◆ DEINE AUFGABEN ◆
[A] Stimmen diese Aussagen mit dem Text zum Gemeindeamt Gaißau überein? (i) Das Gebäude wurde um 1900 als Schule gebaut. (ii) Für das Gemeindeamt wurde der Altbau abgerissen und neu gebaut. (iii) Beim Umbau wurde auch auf energieeffizientes Bauen geachtet. Antworte jeweils mit Ja oder Nein und zitiere die Worte im Text, die das entscheiden.
[B] Führe den Text zum Gemeindeamt Gaißau nach seinem letzten Satz weiter.

◆ QUELLE ◆
»»

Update für ein Gemeindeamt
Das Gemeindeamt in Gaißau ist ein Stück Ortsgeschichte, das in die Gegenwart geführt wird: Das um 1900 errichtete ehemalige Schulgebäude der Gemeinde Gaißau wurde umfassend saniert und zu einem modernen, barrierefreien Gemeindeamt umgestaltet. Der Umbau verbindet historische Substanz mit technischen Neuerungen, energieeffizienter Bauweise und einem klaren Verständnis dafür, was Bürgernähe heute bedeutet. Das Ergebnis ist eine funktionale Verwaltungseinrichtung.

««

◆ VORHANDENES MATERIAL ◆
»»

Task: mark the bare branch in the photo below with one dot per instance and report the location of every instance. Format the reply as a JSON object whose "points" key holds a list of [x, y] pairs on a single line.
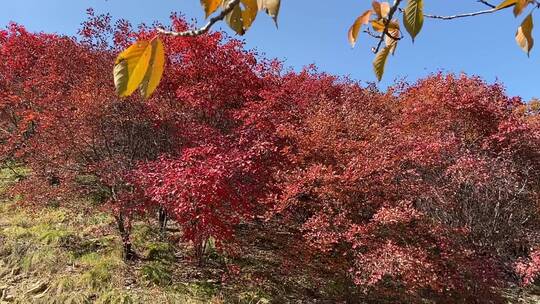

««

◆ ERWARTETE ERGEBNISSE ◆
[A]
(i) Ja: „Das um 1900 errichtete ehemalige Schulgebäude der Gemeinde Gaißau“
(ii) Nein: „wurde umfassend saniert und zu einem modernen, barrierefreien Gemeindeamt umgestaltet“
(iii) Ja: „Der Umbau verbindet historische Substanz mit technischen Neuerungen, energieeffizienter Bauweise“

[B]
Text Klaus Feldkircher · Fotos Petra Rainer

Das Gebäude hat eine lange Vergangenheit: Erbaut wurde es als Schule mit Eingang an der Hauptstraße, der später wegen des Fuhrwerksverkehrs auf die Seite verlegt wurde. Nach der Schulzeit diente es u. a. als Gemeindeamt, beherbergte zeitweise aber auch eine Bankfiliale. Später fanden neben dem Büro des Bürgermeisters Kindergartenräume Platz. Trotz wechselnder Funktion blieb der Charakter des Hauses mit seiner soliden Substanz und einer ortsbildprägenden Fassade erhalten. Nach Jahrzehnten der Nutzung wurde die Sanierung zu einem wichtigen Projekt der Gemeinde. Statt Abriss entschied man sich für Bestandserhalt – ein klares Statement für nachhaltiges Bauen und den respektvollen Umgang mit Geschichte.

Der Eingang ins Gebäude erfolgt über eine neu gestaltete Treppe, die beidseitig begehbar ist. Das Gemeindeamt wird nun über einen Windfang mit Bildschirm und Touchscreen, der von einem auskragenden Metalldach geschützt ist, betreten. Im ersten Raum befindet sich der große, helle Bürgerservice. Architektonisch wurde der Altbestand mit Fingerspitzengefühl weiterentwickelt. Tragwände, Raumstruktur, Flure und Treppe blieben erhalten, doch Technik, Beleuchtung und Oberflächen wurden vollständig erneuert.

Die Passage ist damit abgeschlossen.